(Data excerpts)

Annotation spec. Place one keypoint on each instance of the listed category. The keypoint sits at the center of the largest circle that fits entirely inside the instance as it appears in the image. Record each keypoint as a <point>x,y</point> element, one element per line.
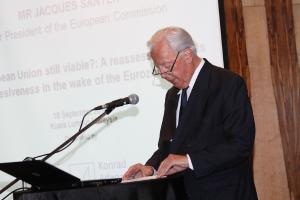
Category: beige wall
<point>269,167</point>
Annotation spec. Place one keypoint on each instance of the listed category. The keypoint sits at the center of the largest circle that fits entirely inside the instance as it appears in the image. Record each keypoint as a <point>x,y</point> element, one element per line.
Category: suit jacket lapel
<point>195,107</point>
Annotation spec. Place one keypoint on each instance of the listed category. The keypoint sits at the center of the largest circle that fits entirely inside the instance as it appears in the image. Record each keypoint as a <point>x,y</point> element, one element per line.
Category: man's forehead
<point>162,51</point>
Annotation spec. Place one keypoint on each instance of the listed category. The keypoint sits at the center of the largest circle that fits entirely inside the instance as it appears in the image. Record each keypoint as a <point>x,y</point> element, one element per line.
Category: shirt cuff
<point>190,162</point>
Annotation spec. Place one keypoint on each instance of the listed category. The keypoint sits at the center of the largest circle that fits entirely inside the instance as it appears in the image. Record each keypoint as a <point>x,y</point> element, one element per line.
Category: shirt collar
<point>194,78</point>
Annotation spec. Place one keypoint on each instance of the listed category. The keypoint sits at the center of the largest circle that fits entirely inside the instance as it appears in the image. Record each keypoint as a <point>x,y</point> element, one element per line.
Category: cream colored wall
<point>269,166</point>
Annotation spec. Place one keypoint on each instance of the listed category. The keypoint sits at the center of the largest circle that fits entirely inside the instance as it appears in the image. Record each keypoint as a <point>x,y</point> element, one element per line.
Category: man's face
<point>164,57</point>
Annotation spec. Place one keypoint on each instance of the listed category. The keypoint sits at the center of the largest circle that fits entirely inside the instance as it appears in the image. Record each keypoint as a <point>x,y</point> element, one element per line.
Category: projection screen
<point>59,59</point>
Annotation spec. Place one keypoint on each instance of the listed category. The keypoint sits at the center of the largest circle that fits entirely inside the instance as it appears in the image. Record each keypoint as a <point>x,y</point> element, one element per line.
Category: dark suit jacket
<point>217,131</point>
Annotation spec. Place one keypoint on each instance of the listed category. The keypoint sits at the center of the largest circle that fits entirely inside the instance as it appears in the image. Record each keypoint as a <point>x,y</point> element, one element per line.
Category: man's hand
<point>173,164</point>
<point>137,171</point>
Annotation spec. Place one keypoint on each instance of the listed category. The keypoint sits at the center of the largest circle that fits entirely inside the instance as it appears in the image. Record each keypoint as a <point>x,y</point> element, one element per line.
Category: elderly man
<point>207,130</point>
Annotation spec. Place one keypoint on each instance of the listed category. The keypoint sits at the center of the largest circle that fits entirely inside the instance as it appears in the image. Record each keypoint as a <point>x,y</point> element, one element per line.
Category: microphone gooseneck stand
<point>106,112</point>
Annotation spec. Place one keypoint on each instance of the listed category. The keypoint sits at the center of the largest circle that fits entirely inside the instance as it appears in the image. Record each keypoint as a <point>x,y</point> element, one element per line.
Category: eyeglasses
<point>156,70</point>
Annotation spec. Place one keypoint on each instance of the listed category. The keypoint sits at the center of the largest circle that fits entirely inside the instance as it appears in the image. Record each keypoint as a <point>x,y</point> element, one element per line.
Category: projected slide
<point>59,59</point>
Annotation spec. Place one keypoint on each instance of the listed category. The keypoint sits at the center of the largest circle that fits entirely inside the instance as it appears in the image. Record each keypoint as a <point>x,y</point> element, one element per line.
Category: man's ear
<point>188,55</point>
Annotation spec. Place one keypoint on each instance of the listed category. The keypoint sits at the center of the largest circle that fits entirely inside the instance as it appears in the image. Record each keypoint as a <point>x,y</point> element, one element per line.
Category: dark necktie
<point>183,102</point>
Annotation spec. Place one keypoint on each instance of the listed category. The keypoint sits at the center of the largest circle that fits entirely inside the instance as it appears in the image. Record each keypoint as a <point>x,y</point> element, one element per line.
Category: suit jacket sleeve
<point>238,130</point>
<point>166,132</point>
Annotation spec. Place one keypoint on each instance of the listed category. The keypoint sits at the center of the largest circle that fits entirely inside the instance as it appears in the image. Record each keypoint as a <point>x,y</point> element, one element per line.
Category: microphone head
<point>133,99</point>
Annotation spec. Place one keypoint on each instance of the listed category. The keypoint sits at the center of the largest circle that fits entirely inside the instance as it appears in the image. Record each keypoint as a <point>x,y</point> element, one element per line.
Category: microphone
<point>131,99</point>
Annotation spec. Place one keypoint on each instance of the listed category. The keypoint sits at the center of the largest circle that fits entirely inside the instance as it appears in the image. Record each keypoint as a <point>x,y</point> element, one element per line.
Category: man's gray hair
<point>177,37</point>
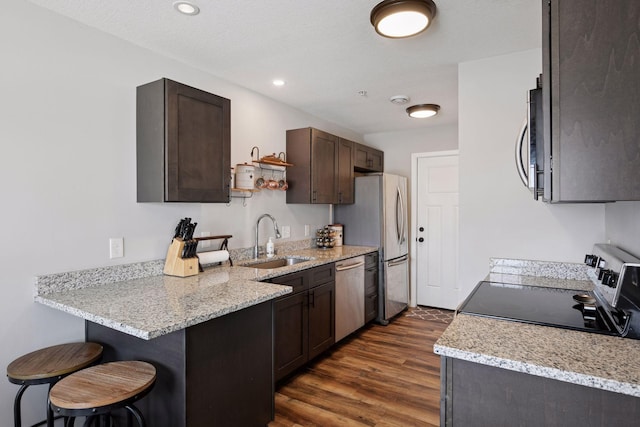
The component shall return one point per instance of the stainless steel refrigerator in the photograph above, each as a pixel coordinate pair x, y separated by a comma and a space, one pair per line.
379, 218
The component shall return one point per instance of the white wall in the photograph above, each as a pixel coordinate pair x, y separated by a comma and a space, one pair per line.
498, 216
398, 146
623, 225
68, 176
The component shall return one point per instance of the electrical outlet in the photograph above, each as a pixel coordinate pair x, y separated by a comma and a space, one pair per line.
205, 243
116, 247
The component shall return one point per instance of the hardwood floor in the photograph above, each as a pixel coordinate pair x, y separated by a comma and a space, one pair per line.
381, 376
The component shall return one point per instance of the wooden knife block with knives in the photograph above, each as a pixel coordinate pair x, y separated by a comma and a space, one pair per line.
182, 258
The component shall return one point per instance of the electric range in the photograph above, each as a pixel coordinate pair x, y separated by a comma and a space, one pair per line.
611, 308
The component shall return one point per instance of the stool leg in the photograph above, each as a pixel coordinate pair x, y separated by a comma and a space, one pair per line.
49, 410
17, 416
136, 413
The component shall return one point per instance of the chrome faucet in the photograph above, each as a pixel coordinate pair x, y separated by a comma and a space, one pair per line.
275, 229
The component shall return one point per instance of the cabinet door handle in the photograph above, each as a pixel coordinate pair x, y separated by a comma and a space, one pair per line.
312, 299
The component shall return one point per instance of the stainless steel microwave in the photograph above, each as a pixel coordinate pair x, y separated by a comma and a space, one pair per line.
530, 144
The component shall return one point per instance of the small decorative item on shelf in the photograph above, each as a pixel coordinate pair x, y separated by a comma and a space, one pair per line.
325, 238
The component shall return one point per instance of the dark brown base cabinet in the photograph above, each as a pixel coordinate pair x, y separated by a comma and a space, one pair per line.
217, 373
478, 395
304, 322
370, 287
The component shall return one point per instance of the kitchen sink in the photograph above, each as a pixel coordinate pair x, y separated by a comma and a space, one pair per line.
276, 263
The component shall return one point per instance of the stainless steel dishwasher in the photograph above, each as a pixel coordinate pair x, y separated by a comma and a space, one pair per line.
349, 296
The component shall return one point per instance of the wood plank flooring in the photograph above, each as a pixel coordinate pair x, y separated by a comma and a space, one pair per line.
381, 376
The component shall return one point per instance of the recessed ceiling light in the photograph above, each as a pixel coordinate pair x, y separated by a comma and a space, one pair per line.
422, 111
186, 8
399, 99
402, 18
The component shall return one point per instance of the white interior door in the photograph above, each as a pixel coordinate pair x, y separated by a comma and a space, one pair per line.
436, 230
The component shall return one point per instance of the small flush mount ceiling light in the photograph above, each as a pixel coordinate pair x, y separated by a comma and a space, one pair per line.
402, 18
422, 111
186, 8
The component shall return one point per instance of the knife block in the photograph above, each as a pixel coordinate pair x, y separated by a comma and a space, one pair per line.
175, 265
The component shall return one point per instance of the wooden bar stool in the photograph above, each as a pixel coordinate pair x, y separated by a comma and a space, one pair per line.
48, 366
100, 389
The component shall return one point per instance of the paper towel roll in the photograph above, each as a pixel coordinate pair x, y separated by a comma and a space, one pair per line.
213, 257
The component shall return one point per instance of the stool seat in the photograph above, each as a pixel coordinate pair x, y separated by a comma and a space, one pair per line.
47, 364
102, 387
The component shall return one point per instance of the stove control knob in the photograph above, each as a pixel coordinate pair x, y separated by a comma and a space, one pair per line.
612, 279
591, 260
601, 272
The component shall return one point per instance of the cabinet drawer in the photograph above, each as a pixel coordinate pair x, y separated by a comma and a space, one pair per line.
323, 274
298, 281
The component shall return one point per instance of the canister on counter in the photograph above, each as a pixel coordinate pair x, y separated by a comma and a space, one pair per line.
338, 233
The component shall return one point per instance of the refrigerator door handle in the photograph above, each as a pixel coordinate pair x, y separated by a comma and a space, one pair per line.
344, 267
398, 261
400, 216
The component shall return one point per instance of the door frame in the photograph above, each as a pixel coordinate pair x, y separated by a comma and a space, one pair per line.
413, 293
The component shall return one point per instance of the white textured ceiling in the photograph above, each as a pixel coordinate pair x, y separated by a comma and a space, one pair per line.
326, 50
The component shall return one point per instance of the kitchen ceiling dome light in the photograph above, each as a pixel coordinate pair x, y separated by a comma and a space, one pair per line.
402, 18
186, 8
422, 111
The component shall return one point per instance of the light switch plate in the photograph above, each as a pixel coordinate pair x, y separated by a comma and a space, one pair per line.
116, 247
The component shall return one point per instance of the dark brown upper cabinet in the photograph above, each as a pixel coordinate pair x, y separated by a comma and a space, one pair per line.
323, 167
183, 144
368, 159
346, 152
591, 97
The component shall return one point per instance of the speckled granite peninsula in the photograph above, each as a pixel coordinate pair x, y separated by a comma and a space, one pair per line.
526, 367
139, 300
210, 336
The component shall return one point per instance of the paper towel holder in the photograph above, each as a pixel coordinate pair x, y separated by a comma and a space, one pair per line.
223, 246
175, 265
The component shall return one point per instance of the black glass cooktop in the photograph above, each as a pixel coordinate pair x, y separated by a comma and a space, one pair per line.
536, 305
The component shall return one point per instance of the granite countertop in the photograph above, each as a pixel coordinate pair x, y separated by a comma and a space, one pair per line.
153, 305
589, 359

**AIM OF THE TASK**. Give back, word for word, the lines from the one with "The component shall return one point per instance of the granite" through the last line of the entries, both included, and no other line.

**FINISHED EXERCISE**.
The component shall return one point per instance of the granite countertop in the photograph above, each as a pixel coordinate pair x, y separated by a comma and a space, one pair per line.
153, 305
589, 359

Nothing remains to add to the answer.